• **Objective**: Show every line of the records below that contains the string "sailcloth", copying each such line in full.

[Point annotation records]
=====

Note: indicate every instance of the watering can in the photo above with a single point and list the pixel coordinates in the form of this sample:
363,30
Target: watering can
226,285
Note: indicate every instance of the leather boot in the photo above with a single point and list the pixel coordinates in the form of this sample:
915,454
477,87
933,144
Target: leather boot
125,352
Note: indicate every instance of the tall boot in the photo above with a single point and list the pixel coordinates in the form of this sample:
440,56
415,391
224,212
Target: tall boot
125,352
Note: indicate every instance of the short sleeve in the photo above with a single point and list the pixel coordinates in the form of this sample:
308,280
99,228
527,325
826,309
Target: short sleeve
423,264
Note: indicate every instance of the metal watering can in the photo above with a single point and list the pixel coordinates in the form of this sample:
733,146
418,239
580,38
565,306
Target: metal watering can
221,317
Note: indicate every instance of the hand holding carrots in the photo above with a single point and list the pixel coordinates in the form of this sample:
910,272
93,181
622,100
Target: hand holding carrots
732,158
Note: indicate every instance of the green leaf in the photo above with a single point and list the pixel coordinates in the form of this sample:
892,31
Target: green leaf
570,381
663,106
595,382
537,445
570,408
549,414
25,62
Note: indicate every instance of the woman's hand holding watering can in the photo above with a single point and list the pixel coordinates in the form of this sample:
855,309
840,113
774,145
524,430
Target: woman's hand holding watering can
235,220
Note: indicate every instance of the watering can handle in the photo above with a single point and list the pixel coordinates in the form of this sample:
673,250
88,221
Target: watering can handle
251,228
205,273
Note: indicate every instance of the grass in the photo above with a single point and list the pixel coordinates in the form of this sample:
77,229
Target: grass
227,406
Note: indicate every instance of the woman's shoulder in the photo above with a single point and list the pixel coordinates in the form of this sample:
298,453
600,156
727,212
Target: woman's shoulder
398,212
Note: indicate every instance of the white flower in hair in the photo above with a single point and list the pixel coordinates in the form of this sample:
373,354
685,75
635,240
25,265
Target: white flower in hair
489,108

=====

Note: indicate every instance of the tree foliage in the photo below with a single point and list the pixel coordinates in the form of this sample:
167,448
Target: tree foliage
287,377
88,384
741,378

=====

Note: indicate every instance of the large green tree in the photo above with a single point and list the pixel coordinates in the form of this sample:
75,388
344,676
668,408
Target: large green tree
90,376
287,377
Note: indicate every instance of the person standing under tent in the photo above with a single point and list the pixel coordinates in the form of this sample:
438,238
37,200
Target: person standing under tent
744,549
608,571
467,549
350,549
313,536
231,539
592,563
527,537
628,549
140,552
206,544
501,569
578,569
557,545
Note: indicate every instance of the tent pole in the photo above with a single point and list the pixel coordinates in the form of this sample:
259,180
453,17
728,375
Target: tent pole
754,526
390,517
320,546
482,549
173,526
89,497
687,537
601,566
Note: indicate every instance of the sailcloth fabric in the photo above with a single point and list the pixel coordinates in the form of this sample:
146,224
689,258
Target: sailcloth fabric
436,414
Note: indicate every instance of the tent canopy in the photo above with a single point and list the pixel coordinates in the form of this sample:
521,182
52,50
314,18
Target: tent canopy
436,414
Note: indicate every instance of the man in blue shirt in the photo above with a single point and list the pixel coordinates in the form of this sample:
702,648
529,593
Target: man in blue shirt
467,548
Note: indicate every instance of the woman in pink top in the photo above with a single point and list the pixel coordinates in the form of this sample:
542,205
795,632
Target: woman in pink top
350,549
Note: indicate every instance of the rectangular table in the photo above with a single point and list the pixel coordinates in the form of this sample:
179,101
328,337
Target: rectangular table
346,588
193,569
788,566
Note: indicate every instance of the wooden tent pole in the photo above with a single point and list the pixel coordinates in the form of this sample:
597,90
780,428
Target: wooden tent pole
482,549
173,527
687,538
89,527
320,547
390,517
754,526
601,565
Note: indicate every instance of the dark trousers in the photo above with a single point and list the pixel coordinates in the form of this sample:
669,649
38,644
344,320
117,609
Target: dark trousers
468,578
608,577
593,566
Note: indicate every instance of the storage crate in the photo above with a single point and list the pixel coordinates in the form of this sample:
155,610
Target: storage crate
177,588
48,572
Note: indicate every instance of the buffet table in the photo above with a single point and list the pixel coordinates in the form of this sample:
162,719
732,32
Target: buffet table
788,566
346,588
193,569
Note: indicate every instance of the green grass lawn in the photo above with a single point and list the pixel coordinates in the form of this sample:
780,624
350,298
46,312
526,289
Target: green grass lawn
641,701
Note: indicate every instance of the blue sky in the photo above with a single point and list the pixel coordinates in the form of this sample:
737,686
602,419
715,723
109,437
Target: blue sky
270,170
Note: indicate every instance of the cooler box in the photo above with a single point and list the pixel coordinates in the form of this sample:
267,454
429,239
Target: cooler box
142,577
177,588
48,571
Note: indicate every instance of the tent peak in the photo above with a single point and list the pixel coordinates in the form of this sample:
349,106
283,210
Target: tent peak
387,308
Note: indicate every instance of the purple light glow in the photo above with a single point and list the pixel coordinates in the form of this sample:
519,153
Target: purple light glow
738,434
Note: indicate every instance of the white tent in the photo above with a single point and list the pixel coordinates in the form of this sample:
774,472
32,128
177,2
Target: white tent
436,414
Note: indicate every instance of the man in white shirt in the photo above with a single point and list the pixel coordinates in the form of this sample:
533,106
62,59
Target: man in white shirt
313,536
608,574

=====

• **Response to the exercise**:
Note: indicate every instance of the sailcloth fabric in the photo above with a single point and list the pixel coordinates in the form of this sample:
Target: sailcloth fabric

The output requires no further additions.